● GIVEN REQUEST: All records below must be retyped exactly.
--- START OF DATA PROVIDED ---
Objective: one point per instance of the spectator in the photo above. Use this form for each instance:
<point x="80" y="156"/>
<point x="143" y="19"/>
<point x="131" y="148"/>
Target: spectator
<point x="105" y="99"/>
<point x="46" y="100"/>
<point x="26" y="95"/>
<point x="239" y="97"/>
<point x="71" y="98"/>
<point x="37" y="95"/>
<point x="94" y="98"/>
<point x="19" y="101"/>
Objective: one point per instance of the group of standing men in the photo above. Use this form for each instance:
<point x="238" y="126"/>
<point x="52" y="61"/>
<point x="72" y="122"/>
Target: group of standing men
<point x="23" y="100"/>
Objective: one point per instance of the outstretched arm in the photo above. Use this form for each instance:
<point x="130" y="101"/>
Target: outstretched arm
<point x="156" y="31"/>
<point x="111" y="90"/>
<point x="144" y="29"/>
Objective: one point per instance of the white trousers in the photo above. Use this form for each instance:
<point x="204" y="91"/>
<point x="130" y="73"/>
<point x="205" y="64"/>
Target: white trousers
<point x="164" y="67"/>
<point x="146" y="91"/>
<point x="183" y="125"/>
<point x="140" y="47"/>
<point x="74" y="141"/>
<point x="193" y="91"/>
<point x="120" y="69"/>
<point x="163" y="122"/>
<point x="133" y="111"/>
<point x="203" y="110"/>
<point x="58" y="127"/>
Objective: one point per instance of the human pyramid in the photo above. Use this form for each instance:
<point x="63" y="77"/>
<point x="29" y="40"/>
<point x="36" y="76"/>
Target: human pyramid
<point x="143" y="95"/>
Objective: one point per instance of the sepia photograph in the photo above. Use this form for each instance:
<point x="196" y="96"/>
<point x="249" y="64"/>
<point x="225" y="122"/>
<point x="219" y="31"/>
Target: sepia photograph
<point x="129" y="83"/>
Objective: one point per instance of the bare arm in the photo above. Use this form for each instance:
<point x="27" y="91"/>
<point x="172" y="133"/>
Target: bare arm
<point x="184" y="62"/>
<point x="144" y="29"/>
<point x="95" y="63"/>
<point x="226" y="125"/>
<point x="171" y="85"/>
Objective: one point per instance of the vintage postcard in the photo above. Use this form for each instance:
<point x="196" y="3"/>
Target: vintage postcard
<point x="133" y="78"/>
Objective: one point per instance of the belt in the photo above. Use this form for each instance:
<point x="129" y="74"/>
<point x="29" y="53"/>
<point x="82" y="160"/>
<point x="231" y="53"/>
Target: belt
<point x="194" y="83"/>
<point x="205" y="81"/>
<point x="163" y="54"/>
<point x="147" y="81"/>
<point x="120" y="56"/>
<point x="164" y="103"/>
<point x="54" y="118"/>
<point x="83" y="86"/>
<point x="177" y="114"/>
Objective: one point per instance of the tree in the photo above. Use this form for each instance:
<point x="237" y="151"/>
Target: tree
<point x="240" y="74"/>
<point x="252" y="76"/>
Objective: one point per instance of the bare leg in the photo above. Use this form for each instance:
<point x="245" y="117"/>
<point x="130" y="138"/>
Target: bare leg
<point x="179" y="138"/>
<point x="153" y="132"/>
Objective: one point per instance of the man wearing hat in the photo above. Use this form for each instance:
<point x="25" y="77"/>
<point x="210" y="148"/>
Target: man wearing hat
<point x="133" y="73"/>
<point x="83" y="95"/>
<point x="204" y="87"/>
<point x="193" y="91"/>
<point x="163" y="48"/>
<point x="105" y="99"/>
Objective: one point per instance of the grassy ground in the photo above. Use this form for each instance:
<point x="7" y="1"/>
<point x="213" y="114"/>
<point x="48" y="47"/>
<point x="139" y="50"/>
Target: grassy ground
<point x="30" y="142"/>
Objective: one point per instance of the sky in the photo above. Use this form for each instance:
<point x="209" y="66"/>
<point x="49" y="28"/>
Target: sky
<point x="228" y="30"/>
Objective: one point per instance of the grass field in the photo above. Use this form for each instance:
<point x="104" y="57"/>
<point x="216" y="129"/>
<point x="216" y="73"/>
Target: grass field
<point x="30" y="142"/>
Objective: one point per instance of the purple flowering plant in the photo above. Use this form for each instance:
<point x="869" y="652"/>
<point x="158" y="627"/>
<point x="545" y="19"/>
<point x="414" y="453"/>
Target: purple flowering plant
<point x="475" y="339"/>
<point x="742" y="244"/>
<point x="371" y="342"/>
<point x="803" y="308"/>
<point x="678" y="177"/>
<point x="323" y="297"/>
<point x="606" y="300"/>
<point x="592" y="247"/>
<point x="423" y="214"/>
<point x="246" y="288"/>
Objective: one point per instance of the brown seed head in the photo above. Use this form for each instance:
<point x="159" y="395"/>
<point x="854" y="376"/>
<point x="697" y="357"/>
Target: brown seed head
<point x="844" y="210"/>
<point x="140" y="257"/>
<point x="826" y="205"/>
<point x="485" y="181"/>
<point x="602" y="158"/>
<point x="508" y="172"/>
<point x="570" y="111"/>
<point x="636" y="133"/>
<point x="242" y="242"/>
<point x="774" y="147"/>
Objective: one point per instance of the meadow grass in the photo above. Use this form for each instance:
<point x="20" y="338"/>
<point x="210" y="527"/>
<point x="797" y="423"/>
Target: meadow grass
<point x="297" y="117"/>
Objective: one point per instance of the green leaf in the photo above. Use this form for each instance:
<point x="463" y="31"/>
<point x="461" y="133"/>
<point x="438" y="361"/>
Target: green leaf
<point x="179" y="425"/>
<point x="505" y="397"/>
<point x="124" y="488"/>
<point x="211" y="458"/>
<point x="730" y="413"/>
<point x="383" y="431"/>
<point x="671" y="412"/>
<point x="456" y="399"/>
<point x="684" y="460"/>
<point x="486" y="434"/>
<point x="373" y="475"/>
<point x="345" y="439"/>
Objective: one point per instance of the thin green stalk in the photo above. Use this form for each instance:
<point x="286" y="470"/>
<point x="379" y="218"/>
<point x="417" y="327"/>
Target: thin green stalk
--- END OF DATA PROVIDED ---
● REPLY:
Objective: one point per instance of the spectator in the photo above. Use this form for each instance:
<point x="80" y="156"/>
<point x="143" y="19"/>
<point x="131" y="148"/>
Target: spectator
<point x="105" y="99"/>
<point x="46" y="100"/>
<point x="26" y="95"/>
<point x="239" y="97"/>
<point x="71" y="98"/>
<point x="37" y="95"/>
<point x="94" y="98"/>
<point x="19" y="101"/>
Objective: one point per instance of the group of standing men in the photo above. Use this form for each instance:
<point x="238" y="126"/>
<point x="52" y="61"/>
<point x="72" y="122"/>
Target: group of standing men
<point x="23" y="100"/>
Objective: one point per instance of the outstretched arm in the photo above. Use this form for each instance:
<point x="130" y="101"/>
Target: outstretched arm
<point x="156" y="31"/>
<point x="111" y="90"/>
<point x="144" y="29"/>
Objective: one point per instance of the white trousers in the photo above. Use this form for each instance:
<point x="204" y="91"/>
<point x="130" y="73"/>
<point x="205" y="64"/>
Target: white trousers
<point x="164" y="67"/>
<point x="146" y="91"/>
<point x="183" y="125"/>
<point x="140" y="47"/>
<point x="74" y="141"/>
<point x="193" y="91"/>
<point x="120" y="69"/>
<point x="163" y="122"/>
<point x="133" y="111"/>
<point x="203" y="110"/>
<point x="58" y="127"/>
Objective: one point per instance of the human pyramid in the photo above. Use this form for each instance:
<point x="63" y="77"/>
<point x="29" y="40"/>
<point x="36" y="76"/>
Target: human pyramid
<point x="143" y="95"/>
Objective: one point per instance of the sepia photograph in the photo above. Use this form for each instance:
<point x="196" y="96"/>
<point x="249" y="64"/>
<point x="225" y="122"/>
<point x="219" y="31"/>
Target: sepia photograph
<point x="129" y="83"/>
Objective: one point per instance of the bare arm in the photo above. Use this form for each instance:
<point x="27" y="91"/>
<point x="172" y="133"/>
Target: bare arm
<point x="184" y="62"/>
<point x="144" y="29"/>
<point x="95" y="63"/>
<point x="226" y="125"/>
<point x="171" y="85"/>
Objective: one point per instance of the vintage postcard in the photo above. Use this form for each instance:
<point x="196" y="3"/>
Target: vintage postcard
<point x="133" y="78"/>
Objective: one point per instance of the belt in the photo above. Use this form for each instance:
<point x="129" y="74"/>
<point x="29" y="53"/>
<point x="82" y="160"/>
<point x="231" y="53"/>
Target: belt
<point x="194" y="83"/>
<point x="205" y="81"/>
<point x="163" y="54"/>
<point x="147" y="81"/>
<point x="120" y="56"/>
<point x="164" y="103"/>
<point x="54" y="118"/>
<point x="83" y="86"/>
<point x="177" y="114"/>
Objective: one point per instance of the tree in the photo above. Use this form for each instance:
<point x="237" y="151"/>
Target: tree
<point x="240" y="74"/>
<point x="252" y="76"/>
Objective: one point per instance of the bare leg in the photo above. Use this form for each instance:
<point x="245" y="117"/>
<point x="130" y="138"/>
Target: bare leg
<point x="179" y="138"/>
<point x="153" y="132"/>
Objective: one point per instance of the man wearing hat in the photo above. Use this form for each instance:
<point x="25" y="77"/>
<point x="210" y="148"/>
Target: man wearing hat
<point x="133" y="73"/>
<point x="83" y="95"/>
<point x="204" y="87"/>
<point x="193" y="91"/>
<point x="163" y="48"/>
<point x="105" y="99"/>
Objective: one point per instance of the grassy ground in the photo above. Use this form for each instance:
<point x="7" y="1"/>
<point x="213" y="114"/>
<point x="48" y="47"/>
<point x="139" y="50"/>
Target: grassy ground
<point x="30" y="142"/>
Objective: one point per instance of the sky in the photo above. Use this form for each instance:
<point x="209" y="66"/>
<point x="49" y="28"/>
Target: sky
<point x="228" y="30"/>
Objective: one point per instance of the grass field in the photo above. Use this form for each instance:
<point x="104" y="57"/>
<point x="216" y="129"/>
<point x="216" y="73"/>
Target: grass field
<point x="30" y="142"/>
Objective: one point per instance of the purple flowering plant in the photo above. Use this form for each instance:
<point x="869" y="652"/>
<point x="158" y="627"/>
<point x="545" y="19"/>
<point x="414" y="453"/>
Target: purple flowering plant
<point x="475" y="339"/>
<point x="742" y="244"/>
<point x="371" y="342"/>
<point x="803" y="308"/>
<point x="678" y="177"/>
<point x="323" y="297"/>
<point x="606" y="300"/>
<point x="592" y="247"/>
<point x="423" y="214"/>
<point x="246" y="288"/>
Objective: one point per instance of the brown seed head in the photo above. Use this form for each instance:
<point x="159" y="395"/>
<point x="854" y="376"/>
<point x="697" y="357"/>
Target: brown seed head
<point x="844" y="210"/>
<point x="140" y="257"/>
<point x="826" y="205"/>
<point x="485" y="181"/>
<point x="602" y="158"/>
<point x="508" y="172"/>
<point x="570" y="111"/>
<point x="636" y="133"/>
<point x="242" y="242"/>
<point x="774" y="147"/>
Objective: one point per instance of the meadow grass in the photo above. Use this form for each instance:
<point x="20" y="338"/>
<point x="210" y="527"/>
<point x="797" y="423"/>
Target: meadow grass
<point x="297" y="117"/>
Objective: one point per instance of the green leaf in the photo above. Use this form for each instance:
<point x="463" y="31"/>
<point x="461" y="133"/>
<point x="438" y="361"/>
Target: green leaf
<point x="179" y="425"/>
<point x="505" y="397"/>
<point x="124" y="488"/>
<point x="211" y="458"/>
<point x="730" y="413"/>
<point x="383" y="431"/>
<point x="671" y="412"/>
<point x="456" y="399"/>
<point x="684" y="460"/>
<point x="486" y="434"/>
<point x="373" y="475"/>
<point x="345" y="439"/>
Objective: one point per instance of the thin green stalk in the photo above. Use this form for each instance:
<point x="286" y="470"/>
<point x="379" y="218"/>
<point x="417" y="327"/>
Target: thin green stalk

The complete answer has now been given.